• _The request_:
Quote, without change, all of the lines that follow.

• _Stored items_:
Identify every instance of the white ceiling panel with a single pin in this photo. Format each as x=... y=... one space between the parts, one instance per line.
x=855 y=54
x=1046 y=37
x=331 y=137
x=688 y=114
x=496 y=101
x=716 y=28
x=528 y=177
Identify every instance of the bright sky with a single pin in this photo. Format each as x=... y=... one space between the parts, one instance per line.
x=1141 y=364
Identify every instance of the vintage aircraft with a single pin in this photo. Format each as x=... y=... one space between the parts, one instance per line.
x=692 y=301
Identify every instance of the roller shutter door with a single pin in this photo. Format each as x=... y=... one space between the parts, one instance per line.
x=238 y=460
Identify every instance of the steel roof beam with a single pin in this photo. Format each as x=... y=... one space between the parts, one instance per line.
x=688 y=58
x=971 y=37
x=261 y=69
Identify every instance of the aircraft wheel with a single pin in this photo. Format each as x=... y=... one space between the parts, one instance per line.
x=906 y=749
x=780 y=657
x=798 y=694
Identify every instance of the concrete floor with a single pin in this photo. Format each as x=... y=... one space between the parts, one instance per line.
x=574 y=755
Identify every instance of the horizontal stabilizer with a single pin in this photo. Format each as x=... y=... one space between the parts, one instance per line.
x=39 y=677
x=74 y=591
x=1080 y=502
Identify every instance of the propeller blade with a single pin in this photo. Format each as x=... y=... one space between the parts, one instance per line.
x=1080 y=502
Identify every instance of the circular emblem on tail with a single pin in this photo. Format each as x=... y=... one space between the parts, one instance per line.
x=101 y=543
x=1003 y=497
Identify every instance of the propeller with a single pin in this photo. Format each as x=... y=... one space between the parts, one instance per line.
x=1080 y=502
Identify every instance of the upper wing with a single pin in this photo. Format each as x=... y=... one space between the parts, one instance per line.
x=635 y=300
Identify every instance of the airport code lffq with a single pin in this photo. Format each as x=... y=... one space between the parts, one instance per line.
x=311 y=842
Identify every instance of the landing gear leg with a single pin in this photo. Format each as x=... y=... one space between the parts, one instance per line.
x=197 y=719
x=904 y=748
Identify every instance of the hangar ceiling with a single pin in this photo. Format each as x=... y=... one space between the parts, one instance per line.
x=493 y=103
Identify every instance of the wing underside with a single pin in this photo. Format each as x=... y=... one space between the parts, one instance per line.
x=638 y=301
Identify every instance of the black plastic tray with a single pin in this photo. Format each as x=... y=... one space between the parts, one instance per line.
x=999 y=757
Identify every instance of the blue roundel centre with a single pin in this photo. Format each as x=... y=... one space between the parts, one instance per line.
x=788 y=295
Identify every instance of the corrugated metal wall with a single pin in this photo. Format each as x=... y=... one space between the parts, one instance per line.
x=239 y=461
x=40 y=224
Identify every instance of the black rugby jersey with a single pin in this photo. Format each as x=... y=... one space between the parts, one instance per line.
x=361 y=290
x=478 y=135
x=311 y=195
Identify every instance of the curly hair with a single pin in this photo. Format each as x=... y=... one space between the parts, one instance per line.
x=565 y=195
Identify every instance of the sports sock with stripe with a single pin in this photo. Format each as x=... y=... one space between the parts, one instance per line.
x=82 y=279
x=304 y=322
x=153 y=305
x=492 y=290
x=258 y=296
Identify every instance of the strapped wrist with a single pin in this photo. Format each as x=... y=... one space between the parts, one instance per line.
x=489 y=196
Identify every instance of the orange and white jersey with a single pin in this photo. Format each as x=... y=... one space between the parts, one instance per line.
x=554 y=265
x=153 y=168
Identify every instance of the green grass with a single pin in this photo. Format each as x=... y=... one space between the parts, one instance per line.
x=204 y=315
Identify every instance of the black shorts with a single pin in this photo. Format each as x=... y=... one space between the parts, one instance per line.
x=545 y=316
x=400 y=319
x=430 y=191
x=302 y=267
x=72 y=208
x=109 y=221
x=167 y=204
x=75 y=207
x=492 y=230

• _Task result_:
Identify every instance of the white ceiling panel with a single pin in this photo. Format each as x=... y=... one space between the parts, one instance per line.
x=855 y=54
x=1046 y=37
x=331 y=137
x=688 y=114
x=496 y=101
x=716 y=28
x=528 y=177
Identify every instance of the bright sky with a single pin in this photo. Format each as x=... y=... one space between the parts, one instance per line.
x=1141 y=364
Identify every instance of the vintage aircraft with a single pin in this photo. Format each as x=... y=... one space between the parts, one instance per line.
x=692 y=301
Identify every instance of the roller shutter door with a single pin in this photo. Format each as x=... y=... one space between the parts, one instance per line.
x=238 y=460
Identify every instance of the steel roof beam with a single pin in this photo. Format each as x=... y=... one space between the parts, one instance per line.
x=688 y=58
x=971 y=37
x=261 y=69
Identify every instance of the aircraft wheel with a single pin in this photo. Format each as x=... y=... one space between the parts, one instance per line.
x=906 y=749
x=780 y=657
x=798 y=694
Identify every instance of the concrete floor with a single pin in this photo. Format each as x=... y=... one space between the parts, one instance per line.
x=574 y=755
Identify every instance of the horizontal stabilizer with a single pin in this photo. Format each as x=... y=... one space between the parts, one instance per line.
x=39 y=677
x=74 y=591
x=1080 y=502
Identify every instance of the propeller blade with a single pin in this photo. Format each as x=... y=... one space between the parts, one instance per line.
x=1080 y=502
Identify every instance of the circular emblem on tail with a single pin in this photo. Format each as x=... y=... one space between the parts, one instance per line.
x=101 y=543
x=1003 y=497
Identify every instance of the propeller with a single pin in this photo. Format each as x=... y=... one space between the parts, one instance per line.
x=1080 y=502
Identify every instance of the upper wing with a single pin in this photo. Format each as x=... y=... one space between the parts, one instance per line.
x=635 y=300
Identify every instance of the airport code lffq with a single pin in this photo. Format each as x=... y=... one space between the parts, one instance per line.
x=311 y=842
Identify every instance of the landing gear leg with a single pin in this photo. Format each as x=... y=... one space between the parts, one instance per line.
x=197 y=719
x=904 y=748
Identify every instance of the hangar ceiling with a single pin in this photo. Format each as x=... y=... one space between the parts, one instance per line.
x=493 y=103
Identify every instance of the wing underside with a single pin in this photo. Format each as x=... y=... one space between the parts, one instance per line.
x=638 y=301
Identify every instance of the black plastic tray with a single pin in this photo. Format each as x=... y=... one space between the parts, one instance per line.
x=999 y=757
Identify every instance of the blue roundel centre with a single pin in this photo. Format each as x=... y=... one space between the parts, one instance per line.
x=788 y=295
Identify every instance of the corrugated metal wall with a single pin in this photo. Format each as x=... y=... one space between the parts, one instance per line.
x=239 y=461
x=40 y=224
Identify every instance of the black rugby jersey with a single pin in this photo. Format each as x=... y=... one space between the parts, one instance per line.
x=361 y=290
x=478 y=135
x=311 y=195
Identify every instance of the curly hair with a single pin in this photo. Format each as x=... y=... one space between the parts, one instance per line.
x=565 y=195
Identify every instance of the sports sock with stripe with a single pin in this photo. Format each as x=... y=... one space between the parts, one instance per line.
x=82 y=279
x=304 y=322
x=153 y=305
x=492 y=290
x=258 y=296
Identify every instance of the strapped wrist with a single pin in this photo. Format each as x=... y=... one space between the parts, one instance per line.
x=489 y=196
Identify every instance of the orange and white jersey with a single pin in this photo. Format each as x=... y=... one space between the parts, one instance per line.
x=554 y=265
x=153 y=168
Identify every instance of the green grass with a single pin in this photo. Format each as x=... y=... one space between the parts, one instance per line.
x=204 y=315
Identify every instance of the black shorts with a single pin in this photo. Format each as x=... y=... one space between the parts, one instance per line.
x=545 y=316
x=400 y=319
x=430 y=191
x=302 y=267
x=72 y=208
x=109 y=221
x=167 y=204
x=75 y=207
x=492 y=230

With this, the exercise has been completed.